Parts of the exercise –
[a] In the forum thread about a struggling business, what does the reply from realpurty2 say a person needs to be adequately prepared to go out on their own?
[b] In the forum thread about a struggling business, how long does dwest say he has been working in his field?
[c] Carry the forum thread about a struggling business forward from its last post.

Text provided –
● ● ● ● ● ● ●
# Help I am going under



## dwest (Feb 1, 2007)

I need some of your guys opionons and thoughts on this. I have been working in this feild now for almost 19 years and a few years ago I started my own business. Everything started out great business was good and I was never out of work. Now this last year my business has takin a major downfall and I feal I am done for now. All my money has run complety dry and I am getting no job leads. What I am not getting is why I am failing like this. Many people know of me and my high quality work (I have never done a shotty job in my life) and I even give a 1 year guarantee on all my work. I just dont get it? The last thing I wanna do is shut down my business but unfortanally its comming to that. Has anyone else here ever run into this and pulled away? Like I said I have absoulty run broke trying to stay alive in this. I have been trying every means of free advertising i could. Even posting on here that I was looking for sub work and I was willing to travel anywhere in the northeast but to no luck. Does anybody here have any suggestions for me.


----------



## AAPaint (Apr 18, 2005)

You've been advertising steadily and not getting any calls at all? Forgive me if I don't understand. I've only been on my own for 3 years, and I'm just getting the ball rolling. I have down time where the phone doesn't want to ring, so that I understand, but if I'm actively advertising I am getting leads.


----------



## tcleve4911 (Mar 26, 2006)

Sorry to hear that but you're not alone. 
Can you go to work for someone until you're back on your feet?
The real thing to look at is why it didn't work. Did you have borrowed money? Were you really making money? Did your overhead change? 
Take an honest look at your financials & your life style.
Best of luck & don't give up. It's the winter blues......


----------



## realpurty2 (Aug 18, 2005)

I hope my reply doesn't sound harsh, it isn't meant that way. It sounds from what little information you gave that you weren't adequately prepared to go out on your own just yet. 
Being "adequately prepared" means so much more than just having good trade skills. 

You need operating capital in the bank..with two months advance being the suggestioned amount. 

You need not only advertising/marketing, but marketing that will make people want to call. 

You need to provide a service that is in demand in your area. You might be the best "any trade here" but if there is already 30 well established ones in your area, you'll have a hard time breaking through in enough time to stay afloat. 

You need a basic accounting or business skill to be able to calculate your rates, manage your cashflow, project future expenses to prepare for etc. If you lack those skills, you need the funds to hire an accountant to do those for you.

There is so much more but without knowing exactly where you broke down at, it's hard to suggest a specific fix. Just being a super tradesman isn't always enough in this industry.

Can you give us more details of areas' you'd like suggestions on improving?


----------



## Tom M (Jan 3, 2007)

Dwest Im hanging on as well far fewer leads than a year or 2 ago. Im going into debt staying afloat its never been like this. I been 15 years self employed if I had a slow spell it still didnt amount to more than a week or 2 out and even then I had jobs laying around I just didnt want to do. Ive been ranting about this and it sounds dumb but its out of control I even considered doing some sub work for guys I know doing developments but there dead. There not building because they have empty homes sitting around and inventory piling up. Theses subs are now coming into residential for work. Its not good. Im hoping for a good spring season but I dont like what I see. If your seasonal or not keep a credit line like I do with the bank. It has kept me afloat for many situations,taxes,repairs, equip, slow spells or slow payers. Good luck hang in there.
● ● ● ● ● ● ●
Given data –

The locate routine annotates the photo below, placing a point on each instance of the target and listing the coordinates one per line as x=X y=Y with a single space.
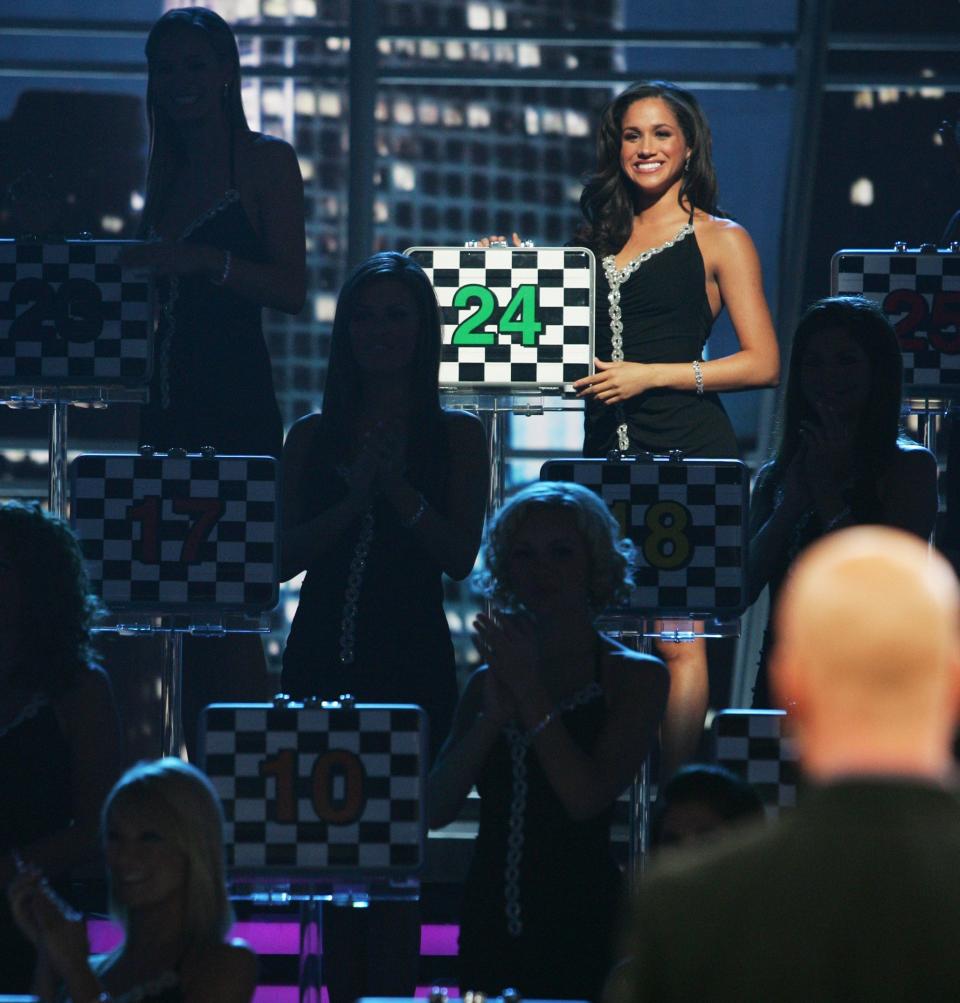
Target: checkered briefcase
x=515 y=319
x=179 y=534
x=687 y=519
x=69 y=315
x=920 y=292
x=319 y=789
x=753 y=744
● ● ● ● ● ● ●
Answers by task –
[a]
- Operating capital in the bank, with two months in advance as the suggested amount
- Advertising and marketing that will make people want to call
- A service that is in demand in the area
- Basic accounting or business skills to calculate rates, manage cash flow and project future expenses, or the funds to hire an accountant

[b] Almost 19 years.

[c]
----------



## dwest (Feb 1, 2007)

tcleve4911 said:


> Sorry to hear that but you're not alone.
> Can you go to work for someone until you're back on your feet?
> The real thing to look at is why it didn't work. Did you have borrowed money? Were you really making money? Did your overhead change?
> Take an honest look at your financials & your life style.
> Best of luck & don't give up. It's the winter blues......


 
Nothing has really changed in the last year. I have never borrowed money for my business always was making a profit and business was dropping all year so its not just the winter thats puttin a strain on me. Nothing has really changed. And yeah I have been trying to drill some of the other contractors I know for some work but to no luck there. Unfortanaly most of the guys I know make real good money during the summer months so they can take the entire winter off for snowmobiling.


----------



## tcleve4911 (Mar 26, 2006)

D-
Are you new construction or remodel?
Commercial or residential?
What's your specialty?:thumbsup:


----------



## King of Crown (Oct 12, 2005)

dwest said:


> I need some of your guys opionons and thoughts on this. I have been working in this feild now for almost 19 years and a few years ago I started my own business. Everything started out great business was good and I was never out of work. Now this last year my business has takin a major downfall and I feal I am done for now. All my money has run complety dry and I am getting no job leads. What I am not getting is why I am failing like this. Many people know of me and my high quality work (I have never done a shotty job in my life) and I even give a 1 year guarantee on all my work. I just dont get it? The last thing I wanna do is shut down my business but unfortanally its comming to that. Has anyone else here ever run into this and pulled away? Like I said I have absoulty run broke trying to stay alive in this. I have been trying every means of free advertising i could. Even posting on here that I was looking for sub work and I was willing to travel anywhere in the northeast but to no luck. Does anybody here have any suggestions for me.


are you liscenced? because if you are, by law your work should be insured for a year so thats not a big selling point.


----------



## tcleve4911 (Mar 26, 2006)

King of Crown said:


> are you liscenced? because if you are, by law your work should be insured for a year so thats not a big selling point.


Hello King, Help me with this. Sounds like you were addressing a warrenty issue. Did you post in the wrong place? or misread dwest's post? Just curious................:blink:


----------



## dwest (Feb 1, 2007)

Unfortanally nys doesnt have any licencing so thats not the issue here. Allthough i wish they would instate that business would be better for us guys that know we could pass the tests and it would weed out all these hacks who just throw a sign on there truck and say I'm a contractor.

And on the other note I was doing res. and commerical remodeling and used to do new construction but not enough of that around everyones buying not building here


----------



## King of Crown (Oct 12, 2005)

tcleve4911 said:


> Hello King, Help me with this. Sounds like you were addressing a warrenty issue. Did you post in the wrong place? or misread dwest's post? Just curious................:blink:


He said he has a one year guarantee on his work and was stating it like a selling point. If that was a selling point, and they had licensing in New York, it would not be a selling point and thus the root of his problems. Please dont make me explain myself again.


----------



## PressurePros (Jul 3, 2006)

Free advertising is worth exactly what you pay for it. Can you get a hold of any money to launch a small marketing campaign?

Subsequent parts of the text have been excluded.